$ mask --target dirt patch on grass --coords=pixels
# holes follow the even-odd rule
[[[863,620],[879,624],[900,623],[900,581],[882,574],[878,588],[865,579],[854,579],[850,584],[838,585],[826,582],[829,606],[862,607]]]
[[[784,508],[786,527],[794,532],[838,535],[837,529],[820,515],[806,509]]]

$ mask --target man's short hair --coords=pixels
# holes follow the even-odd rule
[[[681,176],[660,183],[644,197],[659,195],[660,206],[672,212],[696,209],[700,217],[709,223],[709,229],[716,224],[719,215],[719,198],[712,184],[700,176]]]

#### [WORK ITEM]
Go to the line holding "short hair --coords=pixels" in the entries above and return it, along with every line after it, exactly as written.

#### [ANSWER SPACE]
$ mask --target man's short hair --coords=pixels
# holes follow the even-odd rule
[[[681,176],[660,183],[644,197],[659,195],[660,206],[672,212],[696,209],[700,217],[709,223],[709,229],[716,224],[719,215],[719,198],[712,184],[700,176]]]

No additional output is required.